#### GIVEN PROBLEM 1:
Reproduce word for word the part of the carbon nanotube passage starting with "Carbon nanotubes are formed when carbon molecules combine" and going on through "kg of weight.".

#### QUOTED PASSAGE:

-- Begin --

Eight_Allotropes_of_Carbon
Eight allotropes of carbon: a) diamond, b) graphite, c) lonsdaleite, d) C60 buckminsterfullerene, e) C540,Fullerite f) C70, g) amorphous carbon, and h) single-walled carbon nanotube. Created by Michael Ströck (mstroeck) GFDL

In simple terms, carbon nanotubes are formed when carbon molecules form specific types of structure that are extremely strong and resilient. These specific types of structures are often known as allotropes.

Different allotropes of carbon have been crucial to humanity at different stages of development. For instance, before carbon nanotubes were discovered, the strongest substance known to man was diamond. Diamond is also an allotrope of carbon.

Carbon nanotubes are formed when carbon molecules combine to form thin sheets called graphene. Sheets of graphene are then rolled to form cylindrical shapes which then become carbon nanotubes.


How Strong Are Carbon Nanotubes Really?

Chiraltube
A scanning tunneling microscopy image of single-walled carbon nanotube by Taner Yildirim (The National Institute of Standards and Technology – NIST).

Carbon nanotubes are not only the strongest substance known to man but also the stiffest. Carbon nanotubes’ strength is about 63 gigapascals. This means that a cable only as thick as 1 square millimetre of carbon nanotubes can withstand more than 6,400 kg of weight.

To put this into perspective even more and provide the right context, consider the fact that the specific strength (measurement that takes density into account) of carbon nanotubes (48,000 kN•m/kg) is 300 times higher than that of high carbon steel (154 kN•m/kg).

-- End --

#### DATA SHOWN:
-- Begin --

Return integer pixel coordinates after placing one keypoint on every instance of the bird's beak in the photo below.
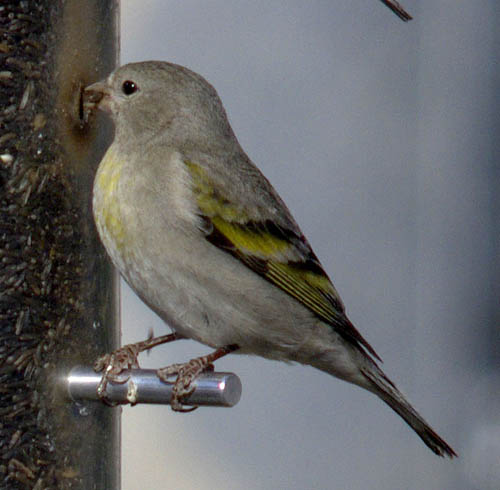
(97, 96)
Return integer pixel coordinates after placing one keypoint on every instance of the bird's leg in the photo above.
(187, 372)
(114, 363)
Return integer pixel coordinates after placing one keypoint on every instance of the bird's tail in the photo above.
(384, 388)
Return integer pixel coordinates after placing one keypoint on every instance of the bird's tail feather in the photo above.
(387, 391)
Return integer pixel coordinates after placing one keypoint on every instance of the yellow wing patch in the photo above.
(280, 256)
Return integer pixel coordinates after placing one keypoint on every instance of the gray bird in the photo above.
(206, 242)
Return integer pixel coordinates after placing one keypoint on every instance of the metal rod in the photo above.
(143, 386)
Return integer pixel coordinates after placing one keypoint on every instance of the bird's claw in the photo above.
(186, 374)
(112, 366)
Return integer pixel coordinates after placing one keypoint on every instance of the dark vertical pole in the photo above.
(58, 293)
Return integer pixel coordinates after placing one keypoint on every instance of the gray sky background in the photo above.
(382, 138)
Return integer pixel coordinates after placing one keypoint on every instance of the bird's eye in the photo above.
(129, 87)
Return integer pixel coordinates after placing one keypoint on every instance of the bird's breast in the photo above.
(108, 205)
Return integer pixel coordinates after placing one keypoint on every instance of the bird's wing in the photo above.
(279, 254)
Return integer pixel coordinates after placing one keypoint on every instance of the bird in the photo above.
(205, 241)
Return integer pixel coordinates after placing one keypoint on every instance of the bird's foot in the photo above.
(186, 373)
(113, 364)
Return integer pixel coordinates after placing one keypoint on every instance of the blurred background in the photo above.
(382, 138)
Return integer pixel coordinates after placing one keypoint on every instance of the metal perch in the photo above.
(143, 386)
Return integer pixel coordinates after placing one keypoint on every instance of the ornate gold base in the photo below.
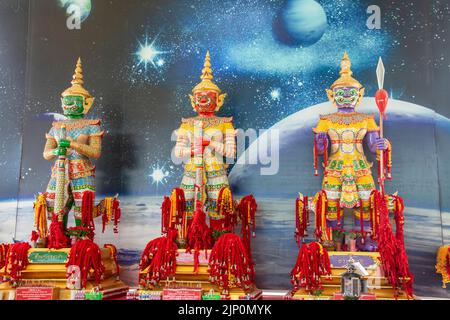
(377, 284)
(185, 277)
(47, 270)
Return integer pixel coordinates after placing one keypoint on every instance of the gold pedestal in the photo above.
(185, 276)
(47, 268)
(377, 284)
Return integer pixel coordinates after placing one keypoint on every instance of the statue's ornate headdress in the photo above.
(207, 84)
(346, 79)
(77, 88)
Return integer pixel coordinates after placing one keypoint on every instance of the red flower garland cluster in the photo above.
(316, 156)
(173, 211)
(312, 263)
(160, 257)
(4, 247)
(246, 211)
(86, 255)
(113, 255)
(87, 209)
(56, 238)
(225, 208)
(392, 248)
(301, 218)
(229, 264)
(199, 235)
(17, 259)
(109, 209)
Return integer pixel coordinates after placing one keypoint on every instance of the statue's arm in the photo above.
(93, 149)
(50, 149)
(230, 142)
(183, 144)
(374, 142)
(321, 136)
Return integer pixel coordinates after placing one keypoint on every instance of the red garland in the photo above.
(86, 255)
(114, 215)
(392, 249)
(247, 211)
(339, 213)
(199, 236)
(402, 258)
(113, 254)
(316, 155)
(34, 236)
(17, 259)
(312, 263)
(319, 218)
(160, 257)
(229, 220)
(361, 218)
(4, 247)
(301, 219)
(180, 206)
(87, 209)
(229, 259)
(56, 238)
(165, 215)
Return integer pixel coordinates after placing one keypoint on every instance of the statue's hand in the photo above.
(60, 151)
(321, 137)
(381, 143)
(64, 143)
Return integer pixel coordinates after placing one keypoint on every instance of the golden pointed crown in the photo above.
(346, 79)
(78, 89)
(207, 76)
(77, 83)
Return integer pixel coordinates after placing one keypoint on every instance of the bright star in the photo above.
(275, 94)
(148, 53)
(159, 175)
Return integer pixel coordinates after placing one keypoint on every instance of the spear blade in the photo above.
(381, 71)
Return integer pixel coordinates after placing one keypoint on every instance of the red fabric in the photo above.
(34, 236)
(86, 255)
(381, 99)
(87, 210)
(17, 259)
(312, 263)
(165, 215)
(361, 217)
(319, 216)
(4, 247)
(228, 259)
(316, 156)
(301, 219)
(160, 257)
(227, 209)
(392, 248)
(57, 239)
(247, 213)
(199, 235)
(114, 255)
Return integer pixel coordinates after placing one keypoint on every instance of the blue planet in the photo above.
(84, 7)
(300, 23)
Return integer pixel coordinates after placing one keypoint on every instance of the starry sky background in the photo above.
(141, 104)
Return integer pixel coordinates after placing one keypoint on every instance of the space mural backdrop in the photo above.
(274, 58)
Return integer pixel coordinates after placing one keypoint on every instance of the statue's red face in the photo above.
(205, 102)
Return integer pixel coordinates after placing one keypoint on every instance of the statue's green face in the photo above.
(73, 106)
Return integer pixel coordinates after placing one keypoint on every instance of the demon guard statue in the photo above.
(348, 184)
(205, 142)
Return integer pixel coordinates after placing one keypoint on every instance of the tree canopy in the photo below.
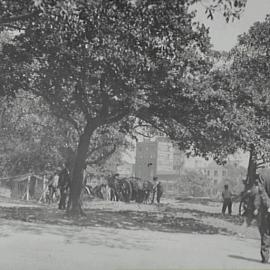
(99, 63)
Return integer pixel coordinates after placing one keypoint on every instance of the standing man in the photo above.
(64, 185)
(227, 200)
(157, 189)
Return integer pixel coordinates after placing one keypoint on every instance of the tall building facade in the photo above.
(159, 158)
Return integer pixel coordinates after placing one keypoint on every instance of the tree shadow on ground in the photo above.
(123, 219)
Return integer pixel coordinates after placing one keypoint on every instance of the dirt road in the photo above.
(40, 246)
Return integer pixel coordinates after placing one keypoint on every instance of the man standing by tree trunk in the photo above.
(64, 185)
(227, 200)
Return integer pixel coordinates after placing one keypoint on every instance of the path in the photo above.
(126, 236)
(45, 247)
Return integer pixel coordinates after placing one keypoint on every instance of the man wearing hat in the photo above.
(157, 189)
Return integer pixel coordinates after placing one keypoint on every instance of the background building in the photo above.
(159, 158)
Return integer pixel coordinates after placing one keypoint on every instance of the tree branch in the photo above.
(8, 20)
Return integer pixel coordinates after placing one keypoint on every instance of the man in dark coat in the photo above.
(157, 189)
(64, 185)
(227, 200)
(262, 211)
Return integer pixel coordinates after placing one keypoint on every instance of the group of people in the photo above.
(258, 208)
(60, 181)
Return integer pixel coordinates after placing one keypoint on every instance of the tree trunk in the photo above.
(252, 166)
(74, 207)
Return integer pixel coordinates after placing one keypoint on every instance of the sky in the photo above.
(224, 35)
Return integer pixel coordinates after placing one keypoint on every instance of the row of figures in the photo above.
(128, 189)
(116, 189)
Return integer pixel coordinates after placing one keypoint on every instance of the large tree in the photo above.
(32, 139)
(97, 63)
(251, 87)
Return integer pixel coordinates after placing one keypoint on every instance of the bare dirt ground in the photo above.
(115, 235)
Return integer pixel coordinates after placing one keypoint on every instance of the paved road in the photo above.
(44, 247)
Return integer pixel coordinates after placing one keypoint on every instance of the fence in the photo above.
(25, 187)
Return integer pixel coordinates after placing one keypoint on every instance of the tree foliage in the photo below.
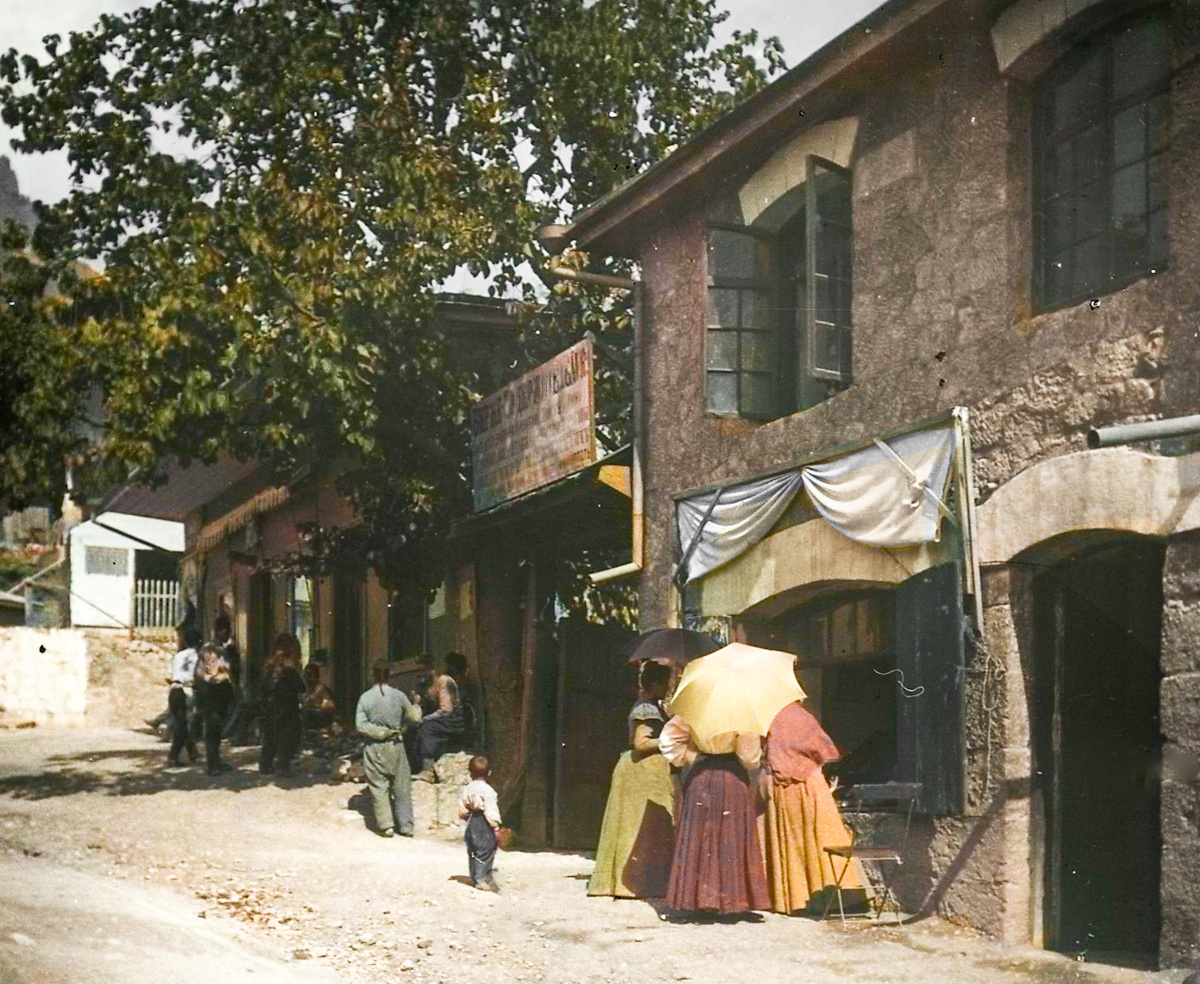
(276, 189)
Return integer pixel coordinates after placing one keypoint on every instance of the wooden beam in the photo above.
(617, 477)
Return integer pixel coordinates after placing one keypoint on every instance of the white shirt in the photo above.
(183, 667)
(478, 797)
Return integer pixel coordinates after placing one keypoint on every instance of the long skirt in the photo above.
(718, 857)
(634, 855)
(802, 821)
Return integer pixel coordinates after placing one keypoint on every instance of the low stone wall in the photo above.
(43, 677)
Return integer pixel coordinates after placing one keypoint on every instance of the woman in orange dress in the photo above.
(803, 819)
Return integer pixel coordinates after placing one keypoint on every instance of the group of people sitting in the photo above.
(205, 699)
(684, 826)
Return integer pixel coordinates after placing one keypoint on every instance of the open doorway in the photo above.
(1097, 747)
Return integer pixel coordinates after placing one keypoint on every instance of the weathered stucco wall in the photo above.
(945, 316)
(43, 677)
(1181, 730)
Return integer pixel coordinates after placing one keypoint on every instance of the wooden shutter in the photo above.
(930, 653)
(828, 261)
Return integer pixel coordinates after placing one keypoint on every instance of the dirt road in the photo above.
(238, 870)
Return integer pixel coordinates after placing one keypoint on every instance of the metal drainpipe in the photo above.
(636, 486)
(1151, 430)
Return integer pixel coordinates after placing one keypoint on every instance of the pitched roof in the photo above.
(185, 490)
(856, 58)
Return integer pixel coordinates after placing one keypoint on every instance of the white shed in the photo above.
(125, 571)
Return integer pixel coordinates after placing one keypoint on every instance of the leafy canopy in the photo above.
(276, 187)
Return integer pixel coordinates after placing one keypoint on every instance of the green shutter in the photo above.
(930, 653)
(828, 281)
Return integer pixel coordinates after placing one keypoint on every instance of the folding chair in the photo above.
(898, 798)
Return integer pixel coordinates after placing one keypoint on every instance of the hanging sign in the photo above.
(537, 430)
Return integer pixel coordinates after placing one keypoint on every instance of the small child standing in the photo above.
(481, 811)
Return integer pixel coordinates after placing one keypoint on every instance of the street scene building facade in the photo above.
(985, 207)
(915, 396)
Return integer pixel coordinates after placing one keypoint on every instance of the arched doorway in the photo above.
(1095, 715)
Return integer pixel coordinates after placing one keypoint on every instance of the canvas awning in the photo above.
(888, 495)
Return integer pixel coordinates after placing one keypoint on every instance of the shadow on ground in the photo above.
(143, 772)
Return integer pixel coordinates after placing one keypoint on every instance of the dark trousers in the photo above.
(433, 736)
(281, 739)
(391, 785)
(180, 736)
(480, 840)
(217, 700)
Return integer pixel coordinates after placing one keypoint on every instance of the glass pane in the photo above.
(723, 393)
(1090, 155)
(755, 310)
(1156, 181)
(1089, 273)
(1128, 249)
(826, 354)
(1129, 136)
(1091, 211)
(1060, 175)
(1156, 123)
(1156, 245)
(723, 307)
(759, 394)
(1128, 195)
(1057, 276)
(1060, 222)
(832, 191)
(723, 349)
(1080, 95)
(733, 255)
(759, 351)
(1140, 58)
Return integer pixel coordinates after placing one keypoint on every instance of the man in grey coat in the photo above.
(382, 717)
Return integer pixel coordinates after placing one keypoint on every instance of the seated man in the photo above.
(318, 708)
(437, 729)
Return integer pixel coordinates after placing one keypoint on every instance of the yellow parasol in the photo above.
(737, 689)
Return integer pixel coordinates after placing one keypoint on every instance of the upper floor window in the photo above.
(1099, 141)
(779, 305)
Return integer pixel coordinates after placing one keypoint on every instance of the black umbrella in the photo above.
(673, 647)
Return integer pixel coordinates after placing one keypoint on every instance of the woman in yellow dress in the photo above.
(637, 834)
(803, 819)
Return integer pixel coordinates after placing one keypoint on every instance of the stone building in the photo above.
(975, 204)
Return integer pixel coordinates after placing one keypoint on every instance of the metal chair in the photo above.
(898, 798)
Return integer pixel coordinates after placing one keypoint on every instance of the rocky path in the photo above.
(285, 873)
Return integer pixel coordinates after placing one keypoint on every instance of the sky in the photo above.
(803, 25)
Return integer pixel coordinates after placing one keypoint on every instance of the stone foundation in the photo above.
(43, 677)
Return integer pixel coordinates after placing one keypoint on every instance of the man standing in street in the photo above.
(382, 715)
(183, 677)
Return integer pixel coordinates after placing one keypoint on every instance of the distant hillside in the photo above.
(12, 203)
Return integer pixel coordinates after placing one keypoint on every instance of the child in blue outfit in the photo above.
(480, 809)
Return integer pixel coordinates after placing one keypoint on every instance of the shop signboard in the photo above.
(537, 430)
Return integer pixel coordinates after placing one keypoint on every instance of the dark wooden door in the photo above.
(597, 690)
(347, 657)
(1098, 745)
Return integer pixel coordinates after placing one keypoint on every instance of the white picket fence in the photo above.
(155, 604)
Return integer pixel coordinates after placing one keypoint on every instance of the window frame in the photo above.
(766, 287)
(1044, 139)
(792, 319)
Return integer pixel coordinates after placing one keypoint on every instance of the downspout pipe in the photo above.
(636, 485)
(1150, 430)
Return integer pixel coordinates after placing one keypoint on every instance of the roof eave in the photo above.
(605, 225)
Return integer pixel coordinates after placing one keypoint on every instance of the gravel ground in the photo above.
(289, 865)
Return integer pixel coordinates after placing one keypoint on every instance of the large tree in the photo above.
(276, 189)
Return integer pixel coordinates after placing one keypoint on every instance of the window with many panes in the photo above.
(1099, 155)
(779, 305)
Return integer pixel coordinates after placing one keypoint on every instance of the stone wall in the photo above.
(1181, 730)
(43, 677)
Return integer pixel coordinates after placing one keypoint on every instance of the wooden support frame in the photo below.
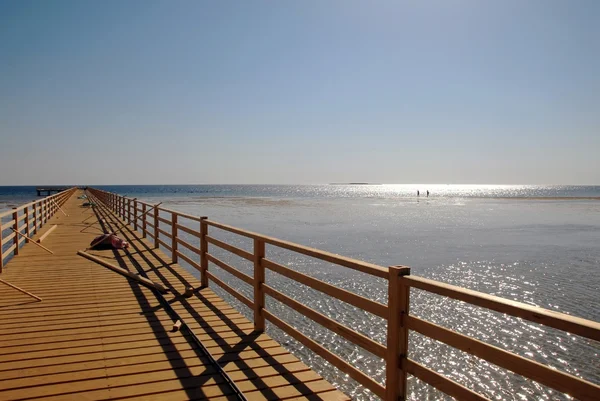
(27, 231)
(397, 336)
(15, 228)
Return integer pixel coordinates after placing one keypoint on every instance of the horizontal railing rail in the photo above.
(34, 216)
(163, 225)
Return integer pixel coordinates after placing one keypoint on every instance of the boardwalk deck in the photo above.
(98, 336)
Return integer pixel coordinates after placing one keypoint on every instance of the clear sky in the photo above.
(178, 92)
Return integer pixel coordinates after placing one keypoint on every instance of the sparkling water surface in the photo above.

-- End --

#### GIVEN PROBLEM 2:
List every line of the entries above that contains the word "facade".

#### CORRECT RESPONSE 1:
Carbon nanotubes are formed when carbon molecules combine to form thin sheets called graphene. Sheets of graphene are then rolled to form cylindrical shapes which then become carbon nanotubes.


How Strong Are Carbon Nanotubes Really?

Chiraltube
A scanning tunneling microscopy image of single-walled carbon nanotube by Taner Yildirim (The National Institute of Standards and Technology – NIST).

Carbon nanotubes are not only the strongest substance known to man but also the stiffest. Carbon nanotubes’ strength is about 63 gigapascals. This means that a cable only as thick as 1 square millimetre of carbon nanotubes can withstand more than 6,400 kg of weight.

#### CORRECT RESPONSE 2:
Return integer pixel coordinates after placing one keypoint on every instance of the tall building facade in the photo above.
Return integer pixel coordinates after placing one keypoint on every instance of the street scene building facade in the photo above.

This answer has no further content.